Make a verbatim copy of all the records. Skip every image.

--*--

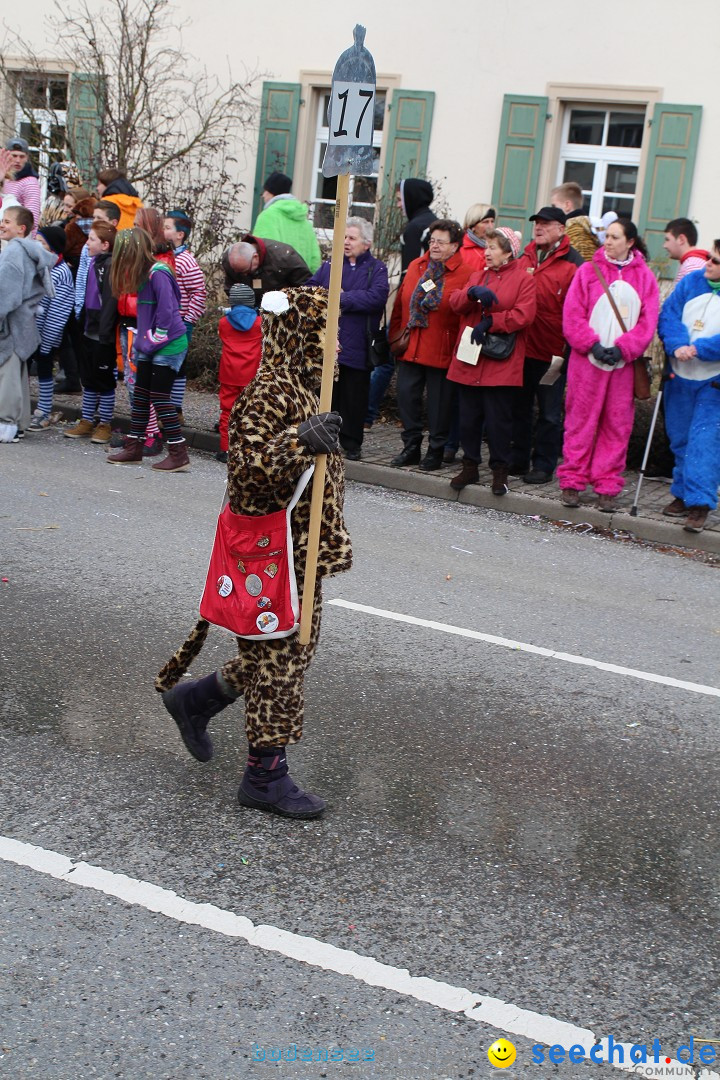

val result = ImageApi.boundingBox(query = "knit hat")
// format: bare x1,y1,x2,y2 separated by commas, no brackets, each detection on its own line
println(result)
263,172,292,197
495,226,522,259
229,283,257,308
38,225,67,255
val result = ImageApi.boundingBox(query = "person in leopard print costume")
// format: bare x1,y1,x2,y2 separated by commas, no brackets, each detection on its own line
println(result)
156,286,352,819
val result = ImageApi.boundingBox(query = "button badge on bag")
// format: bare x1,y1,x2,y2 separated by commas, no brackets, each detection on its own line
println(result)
264,562,279,578
257,596,272,609
256,611,279,634
257,536,270,548
216,575,233,597
245,574,263,596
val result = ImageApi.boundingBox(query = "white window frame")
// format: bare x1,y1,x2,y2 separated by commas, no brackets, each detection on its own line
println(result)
556,104,645,219
13,72,69,199
308,88,385,243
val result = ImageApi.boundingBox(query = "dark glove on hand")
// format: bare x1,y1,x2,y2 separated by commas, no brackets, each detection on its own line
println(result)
591,342,607,361
603,345,623,365
467,286,498,307
297,411,342,454
470,315,493,346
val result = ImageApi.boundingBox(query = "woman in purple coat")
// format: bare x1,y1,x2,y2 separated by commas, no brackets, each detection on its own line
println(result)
308,217,389,459
107,227,190,472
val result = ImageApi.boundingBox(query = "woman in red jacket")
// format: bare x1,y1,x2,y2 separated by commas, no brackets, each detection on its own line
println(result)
388,219,472,470
447,227,536,494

--*--

Completed task:
val result = ImageApi.boundingBox(query = "knit hat")
// format: bare x1,y1,x2,y2 separated by commas, no brackets, each detection on its own line
println(result)
263,172,292,197
495,226,522,259
229,283,257,308
38,225,67,255
val result = ImageApi.boundingBox(query = "person in leopard print costume")
// format: bare x1,y1,x2,y2 separated by commas, no brackets, each detection on its own line
println(result)
156,286,352,819
val result = ImageApi.boundingBox(query = "button badge on bag")
// format: bare x1,y1,x2,y2 separated by commas, no brackets, each detection on its own line
println(result)
264,562,279,578
257,596,272,609
256,611,279,634
257,536,270,548
216,575,233,597
245,574,263,596
val result = ImageApi.boundingBox(query = "white window frame")
// format: bare x1,y1,x2,y2 separated by commas, no brackets, each detection on its own line
println(result)
556,104,645,219
13,72,69,199
308,88,385,243
val result = ImageApi.boundingBox(query = "dark glove on hand")
// format: bare x1,y1,x2,y2 separated by commas, no brackets, each detection on its own line
println(result)
591,342,607,361
603,345,623,365
467,286,498,307
297,411,342,454
470,315,493,346
val result = ImageApi.boundingBox(query = "woman in purple coat")
// format: bare x1,y1,x2,y2 separated by commas, no brackets, each detection on its own line
println(result)
308,217,389,459
107,227,190,472
val result = ImageApi.boundingBox(query = "woman in red jacket")
// format: bare x1,y1,x2,y2 separated by commas, no brackets, each detection on its own line
println(result)
388,219,472,470
447,227,536,494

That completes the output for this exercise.